> _Exercise instructions_: Your answer must consist of the lines running from the one that holds "Check that every instance of the man in beekeeper" to the end of the data, copied exactly.
== == ==
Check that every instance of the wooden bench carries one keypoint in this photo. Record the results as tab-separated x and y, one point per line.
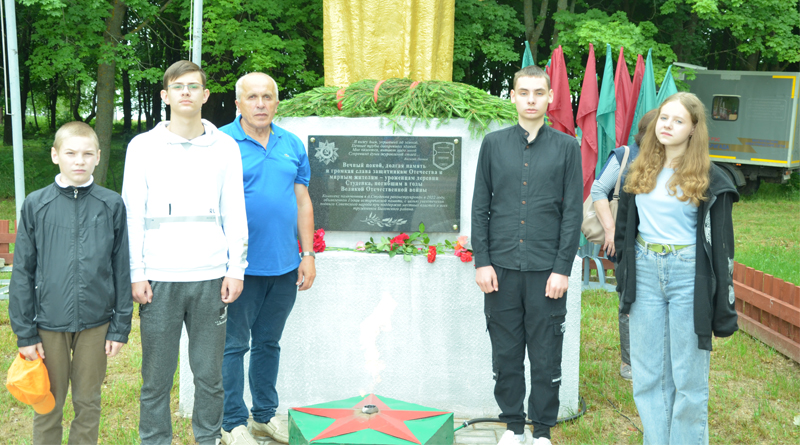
769	309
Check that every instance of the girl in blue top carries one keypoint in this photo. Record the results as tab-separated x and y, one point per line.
675	270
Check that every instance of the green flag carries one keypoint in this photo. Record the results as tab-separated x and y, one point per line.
647	96
606	108
527	58
668	87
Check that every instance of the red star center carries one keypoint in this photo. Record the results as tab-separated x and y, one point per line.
386	420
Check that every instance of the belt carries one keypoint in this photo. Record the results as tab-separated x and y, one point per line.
155	223
661	248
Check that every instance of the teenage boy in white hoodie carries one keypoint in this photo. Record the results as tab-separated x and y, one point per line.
188	240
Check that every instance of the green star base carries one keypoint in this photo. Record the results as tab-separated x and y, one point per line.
304	427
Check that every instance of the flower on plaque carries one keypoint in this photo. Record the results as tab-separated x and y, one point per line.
431	254
319	241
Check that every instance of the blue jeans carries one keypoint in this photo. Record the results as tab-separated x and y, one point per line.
261	310
670	374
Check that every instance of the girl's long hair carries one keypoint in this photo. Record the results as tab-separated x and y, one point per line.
691	169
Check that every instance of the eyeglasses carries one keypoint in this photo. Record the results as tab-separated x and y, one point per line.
193	87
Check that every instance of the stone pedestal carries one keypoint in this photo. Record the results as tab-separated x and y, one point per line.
436	351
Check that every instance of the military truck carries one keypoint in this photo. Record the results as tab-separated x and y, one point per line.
752	123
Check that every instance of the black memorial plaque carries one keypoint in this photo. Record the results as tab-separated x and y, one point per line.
385	183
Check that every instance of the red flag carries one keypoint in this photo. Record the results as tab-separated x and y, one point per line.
638	76
623	85
587	121
560	111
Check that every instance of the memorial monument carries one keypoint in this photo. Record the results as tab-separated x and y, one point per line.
386	156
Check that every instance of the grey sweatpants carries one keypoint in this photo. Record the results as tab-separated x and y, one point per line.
199	305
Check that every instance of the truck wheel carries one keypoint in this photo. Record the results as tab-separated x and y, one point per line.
750	187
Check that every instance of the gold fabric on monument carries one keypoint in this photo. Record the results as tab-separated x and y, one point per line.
382	39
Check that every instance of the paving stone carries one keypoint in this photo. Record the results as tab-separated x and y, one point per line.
472	432
480	440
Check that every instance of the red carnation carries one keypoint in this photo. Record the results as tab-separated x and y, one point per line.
319	240
399	240
431	254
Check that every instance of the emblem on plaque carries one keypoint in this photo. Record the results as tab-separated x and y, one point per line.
327	152
444	155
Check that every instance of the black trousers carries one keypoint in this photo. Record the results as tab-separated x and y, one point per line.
519	315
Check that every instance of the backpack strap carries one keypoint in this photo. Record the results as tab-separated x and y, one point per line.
621	170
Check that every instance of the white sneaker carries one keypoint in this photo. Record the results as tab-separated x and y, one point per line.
509	438
273	429
238	436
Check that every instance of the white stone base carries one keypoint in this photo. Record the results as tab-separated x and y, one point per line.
436	354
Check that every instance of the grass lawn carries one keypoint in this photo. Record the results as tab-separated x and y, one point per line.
755	391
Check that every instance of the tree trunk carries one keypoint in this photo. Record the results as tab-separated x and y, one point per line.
139	107
52	101
93	112
561	6
126	102
533	30
26	86
76	102
106	77
33	105
752	61
155	90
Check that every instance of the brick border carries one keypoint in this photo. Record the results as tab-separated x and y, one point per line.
769	309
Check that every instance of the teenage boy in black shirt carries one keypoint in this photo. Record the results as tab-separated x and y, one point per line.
526	215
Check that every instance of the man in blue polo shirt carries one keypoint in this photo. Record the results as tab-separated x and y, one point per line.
279	212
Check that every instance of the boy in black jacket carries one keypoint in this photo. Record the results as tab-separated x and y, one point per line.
70	294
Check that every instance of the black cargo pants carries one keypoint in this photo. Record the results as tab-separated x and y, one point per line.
519	315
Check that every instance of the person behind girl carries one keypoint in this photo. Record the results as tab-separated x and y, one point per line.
602	193
674	238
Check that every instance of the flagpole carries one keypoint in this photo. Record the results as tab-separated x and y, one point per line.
197	32
16	108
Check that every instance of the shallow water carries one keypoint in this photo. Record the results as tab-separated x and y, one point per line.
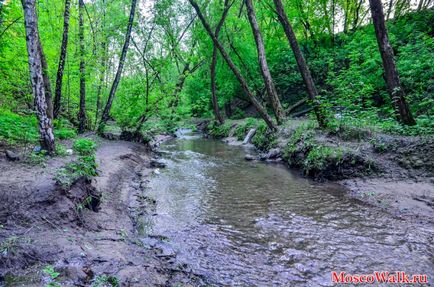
245	223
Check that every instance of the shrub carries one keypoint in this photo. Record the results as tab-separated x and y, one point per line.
218	131
84	147
264	139
65	133
242	129
84	166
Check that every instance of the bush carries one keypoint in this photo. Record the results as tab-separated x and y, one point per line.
84	147
65	133
264	139
18	129
84	166
242	129
218	131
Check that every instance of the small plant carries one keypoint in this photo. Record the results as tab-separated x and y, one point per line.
53	275
61	150
105	281
9	245
37	158
84	147
219	131
84	166
264	138
65	133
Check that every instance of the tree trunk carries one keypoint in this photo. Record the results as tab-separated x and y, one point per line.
61	67
214	100
268	80
106	112
262	112
301	63
46	78
82	111
101	81
35	67
391	75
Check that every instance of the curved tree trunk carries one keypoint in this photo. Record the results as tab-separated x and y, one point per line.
106	112
215	104
268	80
262	112
301	63
82	111
61	67
35	67
391	75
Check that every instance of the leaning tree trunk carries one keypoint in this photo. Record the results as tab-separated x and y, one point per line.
268	80
391	75
258	106
46	77
106	112
82	111
61	67
35	67
214	100
301	63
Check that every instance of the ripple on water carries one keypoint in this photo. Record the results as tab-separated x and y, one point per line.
251	224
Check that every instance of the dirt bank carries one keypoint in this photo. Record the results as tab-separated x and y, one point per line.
395	173
42	226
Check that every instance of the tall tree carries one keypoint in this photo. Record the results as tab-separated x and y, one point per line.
266	75
82	111
258	106
106	112
61	67
35	67
391	75
46	78
301	63
214	100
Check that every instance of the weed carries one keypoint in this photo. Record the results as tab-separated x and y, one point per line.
52	274
84	147
219	131
264	138
61	150
36	158
84	166
9	245
105	281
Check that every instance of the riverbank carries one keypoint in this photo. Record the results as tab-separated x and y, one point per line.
52	235
392	172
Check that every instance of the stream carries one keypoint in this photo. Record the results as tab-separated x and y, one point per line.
241	223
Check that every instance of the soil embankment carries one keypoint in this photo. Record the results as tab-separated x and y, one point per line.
41	225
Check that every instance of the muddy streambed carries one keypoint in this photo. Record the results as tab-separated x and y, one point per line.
242	223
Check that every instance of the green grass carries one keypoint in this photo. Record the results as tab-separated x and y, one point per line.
84	147
17	129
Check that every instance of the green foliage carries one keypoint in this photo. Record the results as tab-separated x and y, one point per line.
9	245
242	129
105	281
50	272
84	147
83	166
219	131
18	129
61	150
319	156
36	158
264	139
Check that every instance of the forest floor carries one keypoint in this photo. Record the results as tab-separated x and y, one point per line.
46	239
393	172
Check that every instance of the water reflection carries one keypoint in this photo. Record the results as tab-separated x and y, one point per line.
252	224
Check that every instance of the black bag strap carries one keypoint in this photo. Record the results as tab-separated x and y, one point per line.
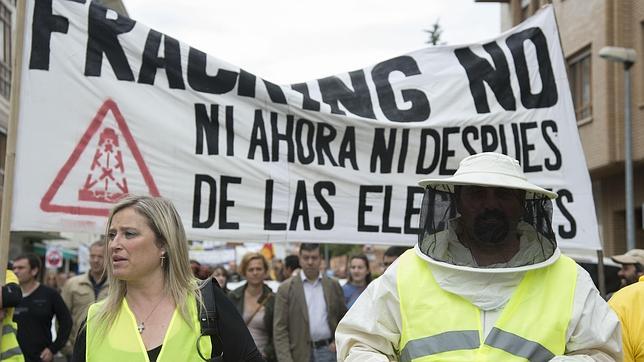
208	321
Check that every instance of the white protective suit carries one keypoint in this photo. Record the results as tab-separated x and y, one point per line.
370	331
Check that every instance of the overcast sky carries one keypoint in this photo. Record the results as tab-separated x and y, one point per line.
288	41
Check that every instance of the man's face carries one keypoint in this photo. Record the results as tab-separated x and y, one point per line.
23	271
96	259
628	274
490	214
310	262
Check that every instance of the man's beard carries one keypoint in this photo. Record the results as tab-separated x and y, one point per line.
491	227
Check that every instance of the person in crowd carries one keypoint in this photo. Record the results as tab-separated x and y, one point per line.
255	301
233	274
276	268
308	307
82	290
486	281
204	272
628	303
391	254
61	279
194	266
10	297
221	276
34	314
151	309
291	266
632	266
359	278
51	279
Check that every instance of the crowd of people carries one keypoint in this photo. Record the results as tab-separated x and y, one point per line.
485	280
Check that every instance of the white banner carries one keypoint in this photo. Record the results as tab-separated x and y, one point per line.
110	107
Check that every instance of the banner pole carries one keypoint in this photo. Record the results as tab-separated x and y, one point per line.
10	159
600	273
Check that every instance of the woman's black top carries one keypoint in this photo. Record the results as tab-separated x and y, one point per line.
237	342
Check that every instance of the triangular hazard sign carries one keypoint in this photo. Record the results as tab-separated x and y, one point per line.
106	182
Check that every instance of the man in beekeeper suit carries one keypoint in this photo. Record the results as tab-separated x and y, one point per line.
486	281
== == ==
> _Response_:
Check that every instance of the man in beekeeper suit carries one keypoint in this photo. Record the results as tab-separated x and y, one point per line.
486	281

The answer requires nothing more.